▼▼▼

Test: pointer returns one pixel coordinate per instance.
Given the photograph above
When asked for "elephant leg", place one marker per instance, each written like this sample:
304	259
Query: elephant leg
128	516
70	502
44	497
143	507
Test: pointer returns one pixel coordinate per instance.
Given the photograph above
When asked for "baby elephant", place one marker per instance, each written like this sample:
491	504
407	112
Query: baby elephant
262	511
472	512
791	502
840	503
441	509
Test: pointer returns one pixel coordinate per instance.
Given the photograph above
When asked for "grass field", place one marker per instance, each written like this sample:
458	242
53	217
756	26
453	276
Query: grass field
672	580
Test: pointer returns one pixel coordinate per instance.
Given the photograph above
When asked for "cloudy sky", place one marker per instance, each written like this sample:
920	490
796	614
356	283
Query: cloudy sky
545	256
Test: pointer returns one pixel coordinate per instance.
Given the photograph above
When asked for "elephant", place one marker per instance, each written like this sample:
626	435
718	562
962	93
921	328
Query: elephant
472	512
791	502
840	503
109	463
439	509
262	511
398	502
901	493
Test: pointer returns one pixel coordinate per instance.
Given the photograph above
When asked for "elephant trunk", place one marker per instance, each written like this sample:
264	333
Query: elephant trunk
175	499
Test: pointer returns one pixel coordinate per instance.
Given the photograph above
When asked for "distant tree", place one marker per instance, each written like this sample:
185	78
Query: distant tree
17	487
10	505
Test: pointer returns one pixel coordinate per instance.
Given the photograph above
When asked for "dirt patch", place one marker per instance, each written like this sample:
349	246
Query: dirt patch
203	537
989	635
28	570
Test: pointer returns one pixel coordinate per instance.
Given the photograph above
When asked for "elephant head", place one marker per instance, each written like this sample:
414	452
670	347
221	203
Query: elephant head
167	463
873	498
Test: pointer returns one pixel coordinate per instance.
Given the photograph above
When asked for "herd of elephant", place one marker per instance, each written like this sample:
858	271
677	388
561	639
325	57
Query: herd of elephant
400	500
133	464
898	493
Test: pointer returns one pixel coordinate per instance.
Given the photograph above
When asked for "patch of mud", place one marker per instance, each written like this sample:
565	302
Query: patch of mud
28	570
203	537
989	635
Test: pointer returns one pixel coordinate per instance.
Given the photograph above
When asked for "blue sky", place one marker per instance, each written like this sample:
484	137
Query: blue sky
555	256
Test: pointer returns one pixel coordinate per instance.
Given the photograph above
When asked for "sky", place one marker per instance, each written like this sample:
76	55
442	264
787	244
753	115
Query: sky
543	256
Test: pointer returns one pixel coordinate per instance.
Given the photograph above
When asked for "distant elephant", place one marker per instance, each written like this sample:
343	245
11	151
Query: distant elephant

▲▲▲

◆ PROMPT
Every record shown above must be echoed exactly.

◆ TASK RESPONSE
Test: pointer returns one pixel coordinate per instance.
Given the photograph above
When asked for "elephant leg", place one marker per instance, each written like this sample:
304	259
Query: elephant leg
128	516
70	502
44	497
143	507
Test: pointer returns one pixel coordinate per instance.
Given the photograph above
When asked for "baby elephant", place one marker per instance, each written like this sample:
491	504
407	112
Query: baby elephant
262	511
472	512
791	502
840	503
441	509
Test: pointer returns one pixel coordinate per instance.
Given the photograph above
When asked for "grass field", place one marker per instance, each written like this sample:
458	242
53	217
756	26
453	276
Query: grass field
672	580
Test: pointer returns one pixel coordinate per instance.
Given the photograph above
When asked for "cloudy sky", place one marker per instance, each written like this sample:
920	490
796	614
356	283
Query: cloudy sky
545	256
Test: pointer returns one pixel coordinate per instance.
Given the photograph above
When asked for "elephant", place one marker per instance, each written like this sample:
626	435
718	562
962	93
921	328
Query: elephant
472	512
791	502
840	503
109	463
439	509
262	511
398	502
901	493
Test: pointer returns one pixel coordinate per instance.
Given the photograph above
When asked for "elephant trunk", place one marker per instance, each written like this sample:
264	333
Query: elephant trunk
175	499
Test: pointer returns one pixel coordinate per instance.
Given the photograph above
When asked for "distant tree", place one marker per instance, each written like this sample:
185	78
Query: distant tree
17	487
10	505
Test: pointer returns one pixel coordinate per instance.
Given the photograph above
When asked for "dirt patch", place one marker per instance, each written like this sample:
349	246
Query: dirt patch
203	537
989	635
28	570
Test: pointer returns one pixel coordinate per instance.
Given the photograph above
When asked for "elephant head", place one marker per instance, each written like this sample:
414	452
670	347
221	203
Query: elephant head
167	463
873	498
Test: pointer returns one pixel coordinate per instance.
Given the photograph above
When asked for "herd of elephant", place one marker per instance, each written like this sample:
858	271
677	388
561	639
325	57
Query: herd of elephant
400	500
133	464
898	493
Test: pointer returns one pixel coordinate per instance.
Given the photograph above
When asked for "patch of mud", place one marker per instance, each written like this sample:
565	302
Query: patch of mud
28	570
203	537
989	635
Test: pointer returns one pixel coordinate per instance.
Given the photograph above
When asked for "blue sky", place one marker per instance, each written like this sample:
484	137
Query: blue sky
555	256
Test: pointer returns one pixel coordinate per instance.
Given the photograph above
When asked for "sky", place one marker per instance, each written like this sample:
76	55
442	264
787	244
753	115
Query: sky
543	256
Test: pointer returns one pixel coordinate per instance.
Given the photograph above
When asked for "distant elephant", place one marker per instance, each written like this sample:
343	245
11	151
Query: distant elephant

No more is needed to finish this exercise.